Yang harus dikerjakan:
a. Dalam kutipan tentang ulama dan umara Sukapura, siapa tokoh besar yang mendukung Bupati Wiradadah III?
b. Ketik ulang bagian kutipan tentang ulama dan umara Sukapura dari "Kiayi dan Santri" sampai "Abdul Muhyi [1].".

─── Kutipan untuk dibaca ───

Kiayi dan Santri Pembaharu Tasikmalaya 1901-1942
Menelusuri Relasi Harmonis Ulama & Umara dan Perannya dalam Modernisasi di Tasikmalaya
Oleh : Muhajir Salam
Relasi harmonis antara ulama dan umara dalam tradisi
kekuasaan Sukapura sudah berlangsung sejak tiga abad. Pada tahun 1674
s.d. 1723, Bupati Sukapura Bupati Wiradadah III atau Dalem Sawidak didukung oleh figur besar Syeikh Abdul Muhyi [1].
Pada masa ini, pemerintahan Sukapura berada dalam puncak kegemilangan
seiring perkembangan pesat penyebaran ajaran Islam. Hubungan harmonis ulama dan umara di kabupaten Sukapura ini menjadi tradisi yang dipertahankan oleh generasi penerus sepeninggal Dalem Sawidak.

─── Catatan yang ditampilkan ───

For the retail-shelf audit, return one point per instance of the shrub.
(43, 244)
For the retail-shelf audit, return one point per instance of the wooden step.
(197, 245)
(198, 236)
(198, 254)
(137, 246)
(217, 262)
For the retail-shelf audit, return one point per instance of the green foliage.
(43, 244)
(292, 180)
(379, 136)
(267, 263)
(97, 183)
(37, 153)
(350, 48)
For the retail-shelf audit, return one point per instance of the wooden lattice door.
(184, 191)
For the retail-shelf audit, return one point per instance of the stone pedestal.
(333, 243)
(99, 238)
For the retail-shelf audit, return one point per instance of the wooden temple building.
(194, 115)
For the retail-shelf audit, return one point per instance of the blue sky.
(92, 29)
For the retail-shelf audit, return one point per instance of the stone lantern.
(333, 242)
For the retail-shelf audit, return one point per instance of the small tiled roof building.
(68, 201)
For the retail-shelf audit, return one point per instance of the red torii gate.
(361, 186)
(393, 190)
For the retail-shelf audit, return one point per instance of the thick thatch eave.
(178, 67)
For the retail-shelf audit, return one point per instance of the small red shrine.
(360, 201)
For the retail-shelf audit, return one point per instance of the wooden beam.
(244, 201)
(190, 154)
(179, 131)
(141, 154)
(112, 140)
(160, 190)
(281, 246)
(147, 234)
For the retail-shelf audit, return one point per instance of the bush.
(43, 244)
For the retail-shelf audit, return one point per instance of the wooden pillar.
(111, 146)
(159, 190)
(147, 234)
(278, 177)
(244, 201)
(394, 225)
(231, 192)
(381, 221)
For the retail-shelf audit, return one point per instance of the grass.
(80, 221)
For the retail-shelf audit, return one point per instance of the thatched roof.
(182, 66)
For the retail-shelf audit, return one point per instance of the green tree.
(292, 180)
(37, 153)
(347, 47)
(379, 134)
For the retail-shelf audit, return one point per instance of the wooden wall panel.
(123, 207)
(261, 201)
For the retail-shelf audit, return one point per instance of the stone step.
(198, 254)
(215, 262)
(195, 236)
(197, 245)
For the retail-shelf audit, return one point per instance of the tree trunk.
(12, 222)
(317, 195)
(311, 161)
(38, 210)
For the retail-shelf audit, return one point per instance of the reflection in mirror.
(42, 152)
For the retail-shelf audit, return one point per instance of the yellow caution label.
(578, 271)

───

Jawaban di bawah:
a. Syeikh Abdul Muhyi

b.
Kiayi dan Santri Pembaharu Tasikmalaya 1901-1942
Menelusuri Relasi Harmonis Ulama & Umara dan Perannya dalam Modernisasi di Tasikmalaya
Oleh : Muhajir Salam
Relasi harmonis antara ulama dan umara dalam tradisi
kekuasaan Sukapura sudah berlangsung sejak tiga abad. Pada tahun 1674
s.d. 1723, Bupati Sukapura Bupati Wiradadah III atau Dalem Sawidak didukung oleh figur besar Syeikh Abdul Muhyi [1].